» Exercise goal
Filter the records below down to the lines that contain the word "stall", and copy each of those lines. Treat uppercase and lowercase as different.

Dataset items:
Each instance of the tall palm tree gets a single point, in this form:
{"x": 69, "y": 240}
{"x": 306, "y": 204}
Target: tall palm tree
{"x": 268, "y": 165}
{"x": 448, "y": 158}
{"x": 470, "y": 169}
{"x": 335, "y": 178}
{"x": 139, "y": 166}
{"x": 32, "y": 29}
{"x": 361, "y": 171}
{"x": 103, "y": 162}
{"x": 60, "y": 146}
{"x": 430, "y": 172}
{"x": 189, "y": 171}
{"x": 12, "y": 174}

==

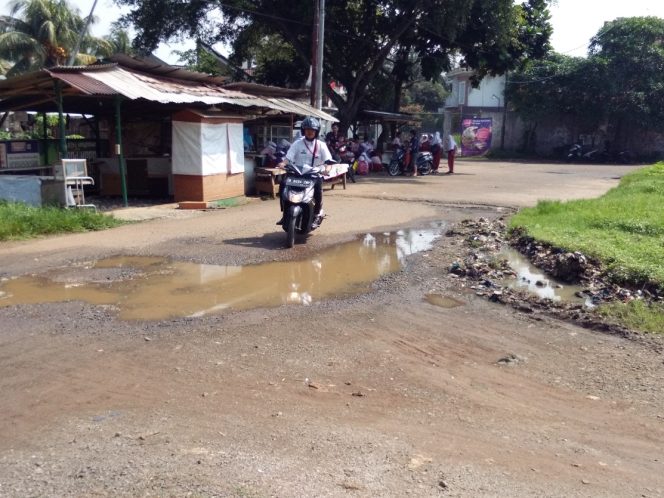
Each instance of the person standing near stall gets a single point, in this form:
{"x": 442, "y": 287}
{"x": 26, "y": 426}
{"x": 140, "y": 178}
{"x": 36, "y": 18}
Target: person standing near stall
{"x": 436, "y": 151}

» Reply to the task
Each instance of the person standing near stall gets a single point, in this form:
Target: person standing near stall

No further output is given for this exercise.